Better Python Programming for Data Scientists, Part 1: Python Fundamentals

Emily Strong
The Data Nerd
Published in
9 min readJun 20, 2022

Python currently dominates as the most popular programming language for data scientists. Its ease of use and popular machine learning libraries like scikit-learn and PyTorch, not to mention the simplicity of using Jupyter Notebook as compared to an IDE, make it an obvious choice to allow you to quickly get your projects up and running.

However, many data scientists never move beyond the basics with Python programming even though there is a wealth of functionality and tools available that can make data science projects better in a variety of ways, from speeding up run times and improving reproducibility to creating your own tools to enhance your projects.

This series will explore some of these ways of using Python and improving your skills.

Part 1: Python Fundamentals
Part 2: More Python Fundamentals
Part 3: Data Structures
Part 4: Introduction to Object-Oriented Programming
Part 5: More Object-Oriented Programming
Part 6: Parallelization
Part 7: Strategies and Tools for Improving Your Skills
Part 8: Books for Improving Your Skills

Photo by Chris Ried on Unsplash

Python Fundamentals: Interpreters and Implementations

Python is a high-level, interpreted language. If you aren’t familiar with interpreters versus compilers, what this effectively means is that Python is evaluated by an interpreter program at run-time to parse and execute the commands. There are multiple interpreters available for Python implemented in different languages. The most popular one is CPython, which is the reference implementation and is written in C. If you have never before had to think about what Python implementation you are using, it’s CPython.

__What this task involves__. Reproduce the Python article word for word, starting at "Python currently dominates" and ending at "enhance your projects.". The items have no connection to the Python article.

__Dataset entries__.
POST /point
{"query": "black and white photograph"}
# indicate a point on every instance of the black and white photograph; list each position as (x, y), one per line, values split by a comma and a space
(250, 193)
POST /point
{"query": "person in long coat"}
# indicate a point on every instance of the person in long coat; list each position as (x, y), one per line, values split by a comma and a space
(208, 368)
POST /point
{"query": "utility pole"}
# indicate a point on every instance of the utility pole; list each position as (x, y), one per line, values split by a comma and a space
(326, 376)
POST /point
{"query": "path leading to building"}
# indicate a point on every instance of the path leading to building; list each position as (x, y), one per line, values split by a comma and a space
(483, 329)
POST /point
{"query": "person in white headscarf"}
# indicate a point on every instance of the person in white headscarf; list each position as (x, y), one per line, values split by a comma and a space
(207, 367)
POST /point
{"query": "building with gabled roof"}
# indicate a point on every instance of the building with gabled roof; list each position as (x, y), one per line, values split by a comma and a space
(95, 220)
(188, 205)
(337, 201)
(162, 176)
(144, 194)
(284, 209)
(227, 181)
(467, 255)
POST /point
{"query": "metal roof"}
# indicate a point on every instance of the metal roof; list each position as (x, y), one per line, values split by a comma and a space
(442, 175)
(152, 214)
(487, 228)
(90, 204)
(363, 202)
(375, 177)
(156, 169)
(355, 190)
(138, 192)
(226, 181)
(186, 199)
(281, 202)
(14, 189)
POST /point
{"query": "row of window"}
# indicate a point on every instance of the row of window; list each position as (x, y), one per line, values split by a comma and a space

__Output below__.
Python currently dominates as the most popular programming language for data scientists. Its ease of use and popular machine learning libraries like scikit-learn and PyTorch, not to mention the simplicity of using Jupyter Notebook as compared to an IDE, make it an obvious choice to allow you to quickly get your projects up and running.

However, many data scientists never move beyond the basics with Python programming even though there is a wealth of functionality and tools available that can make data science projects better in a variety of ways, from speeding up run times and improving reproducibility to creating your own tools to enhance your projects.